Excerpt to read
- - - - - - -
- Specialty: Neurology

= Pusher syndrome =

Pusher syndrome is a condition observed in some people following a stroke or other condition which has left them with one side weakened due to hemiparesis. Sufferers exhibit a tendency to actively push away from the unweakened side, thus leading to a loss of postural balance. It can be a result of left or right brain damage. In contrast to most stroke patients, who typically prefer more weight-bearing on their non-hemiparetic side, this abnormal condition can vary in severity and leads to a loss of postural balance. The lesion involved in this syndrome is thought to be in the posterior thalamus on either side, or multiple areas of the right cerebral hemisphere.

==Signs and symptoms==
In people with acute stroke and hemiparesis, the disorder is present in 10.4% of patients. Rehabilitation may take longer in patients that display pusher behaviour. The Copenhagen Stroke Study found that patients that presented with ipsilateral pushing used 3.6 weeks more to reach the same functional outcome level on the Barthel Index, than did patients without ipsilateral pushing.
- - - - - - -
Extracted records
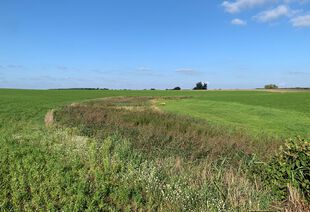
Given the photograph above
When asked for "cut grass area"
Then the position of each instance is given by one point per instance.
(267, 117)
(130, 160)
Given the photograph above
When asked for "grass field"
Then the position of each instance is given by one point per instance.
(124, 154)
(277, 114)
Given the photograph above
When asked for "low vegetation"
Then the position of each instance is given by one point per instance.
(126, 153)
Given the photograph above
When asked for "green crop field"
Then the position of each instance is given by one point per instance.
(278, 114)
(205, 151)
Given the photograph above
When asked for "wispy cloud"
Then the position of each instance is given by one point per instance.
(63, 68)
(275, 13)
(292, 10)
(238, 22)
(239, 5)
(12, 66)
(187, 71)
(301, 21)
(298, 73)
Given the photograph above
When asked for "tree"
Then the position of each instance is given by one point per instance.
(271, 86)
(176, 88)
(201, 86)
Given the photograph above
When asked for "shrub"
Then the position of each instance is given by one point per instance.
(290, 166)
- - - - - - -
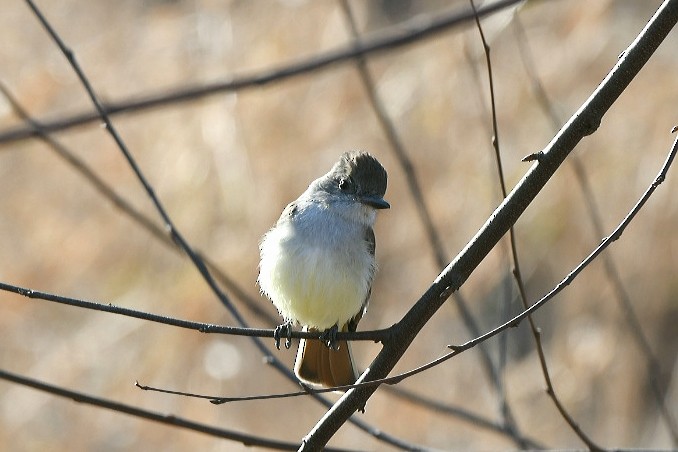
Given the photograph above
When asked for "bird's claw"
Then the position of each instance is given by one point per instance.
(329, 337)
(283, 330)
- - - - - - -
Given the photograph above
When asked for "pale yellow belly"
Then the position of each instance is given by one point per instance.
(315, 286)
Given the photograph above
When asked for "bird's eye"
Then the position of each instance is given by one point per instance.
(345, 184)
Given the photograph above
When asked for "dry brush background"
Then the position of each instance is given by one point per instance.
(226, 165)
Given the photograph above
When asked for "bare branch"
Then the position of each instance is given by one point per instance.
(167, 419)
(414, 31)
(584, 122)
- - - - - - -
Answer from the pusher syndrome text:
(a) Which side do sufferers actively push away from?
(b) In what percentage of people with acute stroke and hemiparesis is the disorder present?
(c) In the Copenhagen Stroke Study, how many more weeks did patients with ipsilateral pushing need to reach the same functional outcome level on the Barthel Index?

Reply
(a) The unweakened side.
(b) 10.4%.
(c) 3.6 weeks.